§ **What you will do**: Copy the following records verbatim.

Excerpts from a location annotation dataset
● ● ●

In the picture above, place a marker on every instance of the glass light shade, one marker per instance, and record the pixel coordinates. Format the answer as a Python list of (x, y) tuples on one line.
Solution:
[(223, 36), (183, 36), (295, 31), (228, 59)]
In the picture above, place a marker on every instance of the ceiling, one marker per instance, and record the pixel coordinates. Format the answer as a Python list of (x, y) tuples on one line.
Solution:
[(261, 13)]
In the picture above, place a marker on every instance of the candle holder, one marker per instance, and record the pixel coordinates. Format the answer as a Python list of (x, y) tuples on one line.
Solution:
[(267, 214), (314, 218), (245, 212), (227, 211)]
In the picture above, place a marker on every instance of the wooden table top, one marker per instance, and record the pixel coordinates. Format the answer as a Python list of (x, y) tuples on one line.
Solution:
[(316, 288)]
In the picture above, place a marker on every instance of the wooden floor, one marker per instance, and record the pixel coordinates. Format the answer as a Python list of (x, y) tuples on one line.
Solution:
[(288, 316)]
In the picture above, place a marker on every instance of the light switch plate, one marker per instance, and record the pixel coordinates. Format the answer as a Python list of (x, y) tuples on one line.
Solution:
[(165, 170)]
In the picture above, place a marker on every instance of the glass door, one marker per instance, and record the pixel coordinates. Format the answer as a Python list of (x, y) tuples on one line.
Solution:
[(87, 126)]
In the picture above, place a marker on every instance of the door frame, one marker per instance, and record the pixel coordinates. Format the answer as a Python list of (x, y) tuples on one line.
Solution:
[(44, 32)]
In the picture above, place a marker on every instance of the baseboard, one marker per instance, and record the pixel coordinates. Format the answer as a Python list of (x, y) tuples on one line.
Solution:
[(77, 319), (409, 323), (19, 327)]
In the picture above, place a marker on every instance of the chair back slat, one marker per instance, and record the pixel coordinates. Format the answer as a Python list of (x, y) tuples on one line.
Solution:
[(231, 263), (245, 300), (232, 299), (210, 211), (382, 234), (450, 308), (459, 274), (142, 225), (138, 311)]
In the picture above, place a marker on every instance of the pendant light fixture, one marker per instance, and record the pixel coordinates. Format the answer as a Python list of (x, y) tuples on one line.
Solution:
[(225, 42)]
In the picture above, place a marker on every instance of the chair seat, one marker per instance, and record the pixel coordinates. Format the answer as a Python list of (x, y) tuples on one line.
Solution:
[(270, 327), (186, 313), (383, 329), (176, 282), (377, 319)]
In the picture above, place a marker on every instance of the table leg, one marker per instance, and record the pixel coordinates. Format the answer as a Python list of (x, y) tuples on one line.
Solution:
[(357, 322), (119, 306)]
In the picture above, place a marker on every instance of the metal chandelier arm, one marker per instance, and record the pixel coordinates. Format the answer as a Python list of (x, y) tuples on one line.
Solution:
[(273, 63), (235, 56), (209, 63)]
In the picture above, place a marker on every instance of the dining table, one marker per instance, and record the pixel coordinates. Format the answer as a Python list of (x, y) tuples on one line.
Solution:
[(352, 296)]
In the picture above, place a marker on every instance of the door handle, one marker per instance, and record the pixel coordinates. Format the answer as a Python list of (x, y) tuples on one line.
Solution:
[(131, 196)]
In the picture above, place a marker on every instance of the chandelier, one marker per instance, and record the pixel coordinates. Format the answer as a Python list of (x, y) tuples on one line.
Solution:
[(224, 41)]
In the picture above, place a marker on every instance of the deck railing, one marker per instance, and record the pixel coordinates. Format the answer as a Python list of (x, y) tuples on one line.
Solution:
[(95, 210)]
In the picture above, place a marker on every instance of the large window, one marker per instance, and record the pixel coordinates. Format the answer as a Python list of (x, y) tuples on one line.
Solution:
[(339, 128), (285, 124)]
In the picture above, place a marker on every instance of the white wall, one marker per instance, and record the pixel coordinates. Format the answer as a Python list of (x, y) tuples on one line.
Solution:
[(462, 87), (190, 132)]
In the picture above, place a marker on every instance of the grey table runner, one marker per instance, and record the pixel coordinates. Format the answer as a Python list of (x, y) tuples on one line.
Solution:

● ● ●

§ **Reply to the exercise**:
In the picture above, place a marker on every instance of the glass light shade, one marker per instance, and record the pixel coordinates. Format the answer as a Python list of (x, y) tuples on one line.
Solution:
[(223, 36), (183, 36), (295, 31), (228, 59)]
In the picture above, place a marker on every instance of the ceiling, one marker per instance, and record the pixel coordinates. Format the answer as a Python list of (x, y) tuples on one line.
Solution:
[(261, 13)]
In the picture above, place a marker on every instance of the candle holder, one marker per instance, and record the pixel coordinates. Format the answer as a Python list of (x, y) tuples on one line.
Solution:
[(267, 214), (314, 218), (245, 212), (227, 211)]
In the picture above, place a marker on every instance of the wooden table top, one marker per instance, and record the pixel coordinates. Format the answer as a Python list of (x, y) tuples on one line.
Solution:
[(316, 288)]
In the picture above, place a marker on every instance of the wooden floor, one marker per instance, and record the pixel coordinates. Format the answer as a Python list of (x, y) tuples on one line.
Solution:
[(288, 316)]
In the picture above, place a marker on every instance of the light switch plate, one marker per instance, and record the pixel coordinates. Format the answer as a Python list of (x, y) tuples on one line.
Solution:
[(165, 170)]
In the picture above, place a marker on every instance of the glass door, one marker per instance, and record the pixel coordinates. Format the answer as a Python list of (x, y) tuples on one line.
Solution:
[(87, 126)]
In the picture above, place a marker on every instance of the door frame, one marker per instance, and record the pixel coordinates. Format the answer as a Python list of (x, y) tuples on one line.
Solution:
[(44, 32)]
In the picture above, place a marker on every instance of the baseboard, one marker per instance, and record the pixel coordinates. Format the answer as a Python list of (x, y) tuples on one line.
Solution:
[(77, 319), (409, 323), (19, 327)]
In the picture above, place a marker on every instance of the chair back slat, one marker per instance, and record the pixel coordinates. Format the answer as a Python list of (x, y) tuples on one line.
Solution:
[(231, 263), (245, 300), (232, 299), (210, 211), (382, 234), (450, 308), (459, 274), (142, 225), (138, 311)]
In the picture above, place a marker on every instance of the pendant light fixture, one marker per instance, and record the pixel coordinates. Format the answer as a Python list of (x, y) tuples on one line.
Solution:
[(225, 42)]
In the picture above, place a marker on every instance of the chair seat, one marker per instance, and record the pixel coordinates. Format the answer as a Python list of (x, y) tuples on one line.
Solution:
[(270, 327), (186, 313), (383, 329), (176, 282), (377, 319)]
In the picture above, place a marker on every instance of the table leg, one marker per instance, and record the pixel coordinates. Format the answer as a Python list of (x, y) tuples on one line.
Solution:
[(357, 322), (119, 306)]
In the picture above, place a marker on every instance of the metal chandelier arm, one marker per instance, and record the pixel coordinates. Format the answer as a Python list of (x, y) tuples on one line.
Solution:
[(273, 63), (235, 56), (209, 63)]
In the picture above, place a marker on every instance of the dining table, one marker per instance, and record the pixel coordinates. Format the answer as a Python list of (x, y) tuples on one line.
Solution:
[(352, 296)]
In the picture above, place a marker on every instance of the door handle, one marker per instance, and record the pixel coordinates. Format the answer as a Python list of (x, y) tuples on one line.
Solution:
[(131, 196)]
In the picture above, place a marker on every instance of the chandelier, one marker per instance, and record the pixel coordinates. Format the answer as a Python list of (x, y) tuples on one line.
Solution:
[(224, 41)]
In the picture above, place a marker on every instance of the deck railing, one marker per instance, and record the pixel coordinates. Format the answer as a Python list of (x, y) tuples on one line.
Solution:
[(95, 210)]
In the picture above, place a marker on every instance of the large window, one marker per instance, and record the pixel coordinates. Format the answer as a Python list of (x, y) tuples on one line.
Solution:
[(339, 128), (285, 124)]
In the picture above, place a marker on every instance of the white wall, one marker per instance, and record the pixel coordinates. Format the answer as a Python list of (x, y) tuples on one line.
Solution:
[(462, 87), (190, 132)]
In the picture above, place a marker on every instance of the grey table runner, one marker per instance, and record the pixel coordinates. Format the answer as a Python list of (x, y) tuples on one line.
Solution:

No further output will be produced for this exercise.